# Exercise task 1
Which kernel version does the HD-IOV artifact review say runs on the host?

#53: HD-IOV: SW-HW Co-designed I/O Virtualization with Scalability and Flexibility for Hyper-Density Cloud
Paper Summary
This paper proposes an I/O virtualization approach that offers greater scalability and flexibility compared to SR-IOV. SR-IOV relies on hardware support to expose multiple Virtual Functions (VFs) for multiplexing PCIe hardware resources across VMs. However, HD-IOV shifts the emulation of VFs into software, eliminating the complex management logic in hardware and increasing the limit on the number of VFs that can be created. This preserves VMs' direct access to hardware queue pairs ensures optimal performance. To distinguish between emulated devices, HD-IOV leverages the IOMMU and uses Process Address Space ID (PASID) as an identifier. Host CPUs already possess PASID-awareness since VT-d 3.0 on Intel platforms. However, hardware devices still need to be modified to be compatible with HD-IOV by integrating PASID-awareness.
HD-IOV's host-side device multiplexing logic (VDCM) is implemented in the Linux kernel and has been upstreamed. This paper uses the Ubuntu variant of kernel version 5.11.0 on the host. HD-IOV supports two device models currently, namely NIC and accelerators. Their guest drivers are implemented in the Linux kernel (CentOS variant of v5.15.4) and the out-of-tree Intel QAT driver (v0.9.4), respectively.
Badges
Overall only "Artifact Available" badge is justified. None of "Functional" and "Reproduced" can be fully justified. I am unable to identify the exact source files supporting authors design and thus cannot confirm those code are functional. I am also unable to get a proper evaluation platform to perform required benchmarks and thus I have no support for a reproducable badge either.
Here are the detailed comments:
- ✔️ Available
- It is justified to award an "Artifact Available" badge to this paper overall. All source code in this paper has been either upstreamed to the Linux kernel or merged to vendor drivers. They are both publicly available at the time of evaluation. However, due to the extensive amount of existing code in both of these two projects, it's unclear how to identify which parts correspond to the contributions made in this paper.
- ✖️ Functional
- It's not well justified to fully award a "Functional" badge. Although the source code is publicly available, it is deeply embedded in existing code. There is no documentation specifying which directories or files contain the code necessary to implement the claimed functionality. It is very difficult for future researchers to understand the organization, let alone the implementation.

# Data in this exercise
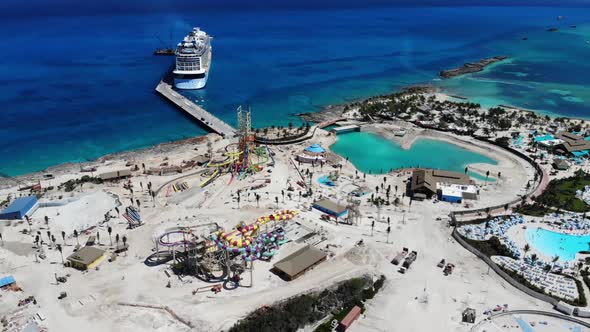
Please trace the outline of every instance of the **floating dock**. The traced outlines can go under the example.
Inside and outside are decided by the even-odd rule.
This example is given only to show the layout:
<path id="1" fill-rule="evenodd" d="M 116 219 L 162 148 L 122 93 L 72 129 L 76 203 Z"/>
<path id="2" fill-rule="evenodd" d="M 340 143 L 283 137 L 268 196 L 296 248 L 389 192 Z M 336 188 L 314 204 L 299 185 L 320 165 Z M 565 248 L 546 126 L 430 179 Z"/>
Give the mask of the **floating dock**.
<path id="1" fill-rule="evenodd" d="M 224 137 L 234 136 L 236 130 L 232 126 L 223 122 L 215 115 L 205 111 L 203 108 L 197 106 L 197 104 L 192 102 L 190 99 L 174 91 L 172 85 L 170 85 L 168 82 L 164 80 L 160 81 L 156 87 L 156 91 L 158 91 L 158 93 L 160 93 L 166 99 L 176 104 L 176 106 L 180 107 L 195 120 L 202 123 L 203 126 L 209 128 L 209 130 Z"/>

# Exercise task 2
Please reproduce the records above word for word, leaving out the pictures.

# Correct answer 1
The Ubuntu variant of Linux kernel version 5.11.0.

# Correct answer 2
Please trace the outline of every instance of the **floating dock**. The traced outlines can go under the example.
Inside and outside are decided by the even-odd rule.
This example is given only to show the layout:
<path id="1" fill-rule="evenodd" d="M 116 219 L 162 148 L 122 93 L 72 129 L 76 203 Z"/>
<path id="2" fill-rule="evenodd" d="M 340 143 L 283 137 L 268 196 L 296 248 L 389 192 Z M 336 188 L 314 204 L 299 185 L 320 165 Z M 565 248 L 546 126 L 430 179 Z"/>
Give the mask of the **floating dock**.
<path id="1" fill-rule="evenodd" d="M 224 137 L 234 136 L 236 130 L 232 126 L 223 122 L 215 115 L 205 111 L 203 108 L 197 106 L 197 104 L 192 102 L 190 99 L 174 91 L 172 85 L 170 85 L 168 82 L 164 80 L 160 81 L 156 87 L 156 91 L 158 91 L 158 93 L 160 93 L 166 99 L 176 104 L 176 106 L 180 107 L 195 120 L 202 123 L 203 126 L 209 128 L 209 130 Z"/>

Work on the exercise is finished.